| WORK TO DO |
Format the part of the entries that opens with the line containing "[segment] blue athletic shorts" and runs through the end of the entries as a JSON list of strings, one string per line, omitting blank lines.

| DATA |
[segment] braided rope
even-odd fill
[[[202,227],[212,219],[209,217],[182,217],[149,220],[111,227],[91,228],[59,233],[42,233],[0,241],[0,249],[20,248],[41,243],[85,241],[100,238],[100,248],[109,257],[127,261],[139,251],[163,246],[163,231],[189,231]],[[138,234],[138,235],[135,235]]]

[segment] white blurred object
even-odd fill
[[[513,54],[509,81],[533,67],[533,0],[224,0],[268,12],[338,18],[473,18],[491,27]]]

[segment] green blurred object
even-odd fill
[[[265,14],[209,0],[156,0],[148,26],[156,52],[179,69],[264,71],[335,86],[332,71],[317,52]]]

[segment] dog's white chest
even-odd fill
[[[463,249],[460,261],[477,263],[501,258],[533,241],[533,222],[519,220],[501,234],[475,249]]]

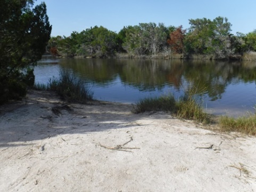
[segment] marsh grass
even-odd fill
[[[176,99],[172,94],[159,97],[141,99],[134,106],[134,113],[146,111],[168,111],[180,119],[195,120],[203,123],[209,123],[210,116],[204,112],[201,103],[202,98],[195,87],[189,87],[183,96]]]
[[[227,116],[221,116],[219,120],[219,126],[222,131],[237,131],[256,136],[256,114],[237,119]]]
[[[50,79],[47,85],[36,84],[34,87],[56,91],[68,101],[86,103],[93,100],[93,93],[86,84],[68,70],[61,71],[59,79]]]
[[[132,112],[137,114],[146,111],[176,111],[176,101],[172,95],[142,99],[134,106]]]

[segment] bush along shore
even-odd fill
[[[93,100],[93,93],[86,84],[65,70],[61,71],[59,79],[50,80],[47,85],[35,85],[34,88],[56,91],[68,102],[87,103]],[[199,91],[196,87],[191,87],[178,98],[171,94],[159,97],[145,98],[133,106],[131,112],[137,114],[164,111],[177,118],[193,120],[204,125],[214,123],[222,131],[238,131],[256,136],[256,114],[238,118],[214,116],[204,112],[202,97],[198,93],[203,91]]]

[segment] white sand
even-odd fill
[[[47,91],[0,107],[1,191],[256,191],[256,139]]]

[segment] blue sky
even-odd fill
[[[37,0],[37,3],[42,1]],[[189,27],[188,19],[226,17],[232,33],[256,29],[255,0],[44,0],[52,36],[102,26],[118,32],[124,26],[150,22]]]

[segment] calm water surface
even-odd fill
[[[255,111],[255,62],[48,58],[35,68],[36,82],[57,78],[62,69],[86,81],[97,99],[135,103],[169,93],[178,97],[193,85],[209,113],[237,116]]]

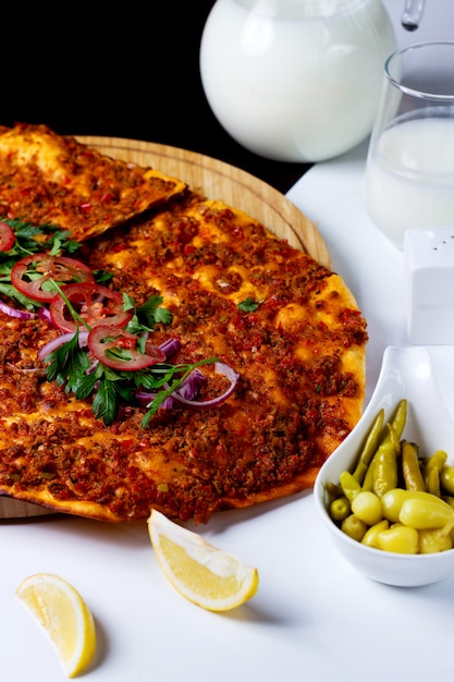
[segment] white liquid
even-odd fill
[[[260,9],[248,11],[253,4]],[[335,13],[317,15],[327,10]],[[277,160],[318,161],[369,134],[393,49],[379,0],[218,0],[200,74],[213,113],[240,144]]]
[[[409,228],[454,226],[454,119],[385,131],[369,154],[366,198],[373,222],[401,248]]]

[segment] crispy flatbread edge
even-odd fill
[[[291,495],[296,495],[298,492],[309,490],[314,486],[318,471],[318,467],[311,467],[287,484],[277,486],[275,488],[271,488],[266,491],[257,492],[256,495],[248,495],[245,498],[219,498],[218,503],[212,509],[212,513],[235,509],[248,509],[250,507],[265,504],[266,502],[272,502],[282,498],[286,498]],[[99,504],[97,502],[90,502],[85,500],[61,501],[50,496],[47,491],[35,496],[27,492],[19,492],[14,494],[14,497],[12,497],[11,495],[9,496],[9,491],[4,487],[0,487],[0,491],[2,495],[4,495],[3,499],[10,497],[11,500],[14,501],[27,502],[39,508],[45,508],[49,510],[49,513],[70,514],[78,517],[86,517],[91,521],[127,523],[127,520],[123,517],[119,519],[118,516],[115,516],[115,514],[113,514],[102,504]],[[157,509],[161,513],[167,514],[169,517],[172,517],[171,513],[165,507],[154,504],[150,508],[150,513],[151,509]],[[146,521],[146,519],[142,521]],[[132,520],[132,522],[140,523],[140,520],[134,519]]]

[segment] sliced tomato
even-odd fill
[[[33,254],[21,258],[11,270],[11,282],[20,291],[34,301],[49,303],[56,295],[49,280],[60,285],[70,282],[95,281],[90,268],[75,258]]]
[[[10,251],[14,246],[15,234],[7,222],[0,221],[0,251]]]
[[[147,353],[137,350],[139,338],[119,327],[98,325],[88,334],[88,348],[99,362],[112,369],[135,372],[165,361],[165,354],[147,344]]]
[[[134,314],[133,309],[123,309],[121,294],[95,281],[68,284],[62,288],[62,292],[75,312],[90,328],[97,325],[124,327]],[[60,294],[53,295],[49,305],[49,313],[53,324],[62,331],[75,331],[76,322],[66,301]]]

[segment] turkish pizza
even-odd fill
[[[27,131],[0,135],[0,492],[205,523],[310,488],[363,409],[366,322],[343,280],[184,182],[47,129],[28,149]],[[42,133],[72,198],[36,160]],[[22,203],[34,175],[45,199]]]

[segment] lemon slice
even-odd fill
[[[68,677],[76,677],[96,649],[94,619],[78,592],[58,575],[37,573],[26,577],[15,594],[47,632]]]
[[[210,611],[226,611],[256,594],[257,569],[246,567],[155,509],[148,519],[148,532],[164,575],[193,604]]]

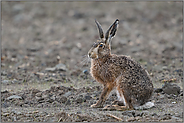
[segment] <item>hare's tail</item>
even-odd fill
[[[145,110],[154,107],[154,102],[147,102],[144,105],[134,107],[135,110]]]

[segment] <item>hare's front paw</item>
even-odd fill
[[[91,105],[92,108],[102,108],[103,105],[100,105],[100,104],[93,104]]]

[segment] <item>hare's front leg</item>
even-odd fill
[[[109,93],[112,91],[113,85],[106,84],[104,85],[103,91],[100,95],[100,98],[96,104],[91,105],[93,108],[102,108],[103,104],[105,103],[105,100],[107,99]]]

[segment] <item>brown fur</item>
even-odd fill
[[[113,25],[113,28],[116,27]],[[111,54],[110,39],[102,38],[95,43],[88,55],[92,58],[90,69],[92,77],[104,86],[98,102],[91,107],[103,107],[113,89],[117,90],[125,102],[124,106],[113,105],[117,110],[133,109],[149,101],[153,84],[148,72],[128,56]],[[108,106],[105,108],[108,109]]]

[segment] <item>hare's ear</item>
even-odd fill
[[[96,21],[96,19],[95,19],[95,23],[98,27],[98,32],[99,32],[100,38],[103,39],[104,38],[104,33],[103,33],[102,26],[100,25],[100,23],[98,21]]]
[[[115,22],[109,27],[105,33],[105,41],[110,44],[111,39],[115,36],[118,29],[119,20],[116,19]]]

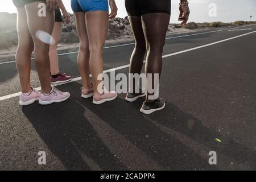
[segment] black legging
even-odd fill
[[[167,13],[148,13],[143,15],[141,17],[129,16],[135,40],[135,47],[130,61],[130,73],[141,73],[147,48],[145,73],[147,75],[152,73],[153,78],[154,74],[158,73],[160,78],[163,48],[165,43],[170,18],[170,15]],[[155,90],[156,88],[154,85],[154,82],[153,79],[152,88]],[[135,84],[134,83],[134,88],[135,88]],[[149,95],[147,93],[146,101],[154,101],[148,99]]]

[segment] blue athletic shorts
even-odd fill
[[[71,0],[71,7],[74,12],[108,11],[108,0]]]

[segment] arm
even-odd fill
[[[112,19],[117,16],[118,9],[115,0],[109,0],[109,3],[111,9],[111,13],[109,14],[109,18]]]
[[[185,25],[188,20],[190,10],[187,0],[180,0],[180,15],[179,20],[183,21],[181,25]]]
[[[69,24],[70,22],[70,15],[65,8],[65,6],[63,5],[61,0],[58,0],[58,6],[63,14],[66,23]]]
[[[46,9],[48,11],[54,11],[57,9],[58,0],[46,0]]]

| REPLY |
[
  "[segment] blue athletic shorts",
  "even-odd fill",
  "[[[71,0],[71,7],[74,12],[108,11],[108,0]]]",
  "[segment] arm",
  "even-odd fill",
  "[[[112,19],[117,16],[118,9],[115,0],[109,0],[109,3],[111,9],[111,13],[109,14],[109,18]]]",
  "[[[185,25],[188,20],[190,10],[187,0],[180,0],[180,15],[179,20],[183,21],[181,25]]]",
  "[[[69,24],[70,22],[70,15],[65,8],[65,6],[63,5],[61,0],[58,0],[58,6],[63,14],[66,23]]]",
  "[[[46,9],[48,11],[54,11],[57,9],[58,0],[46,0]]]"
]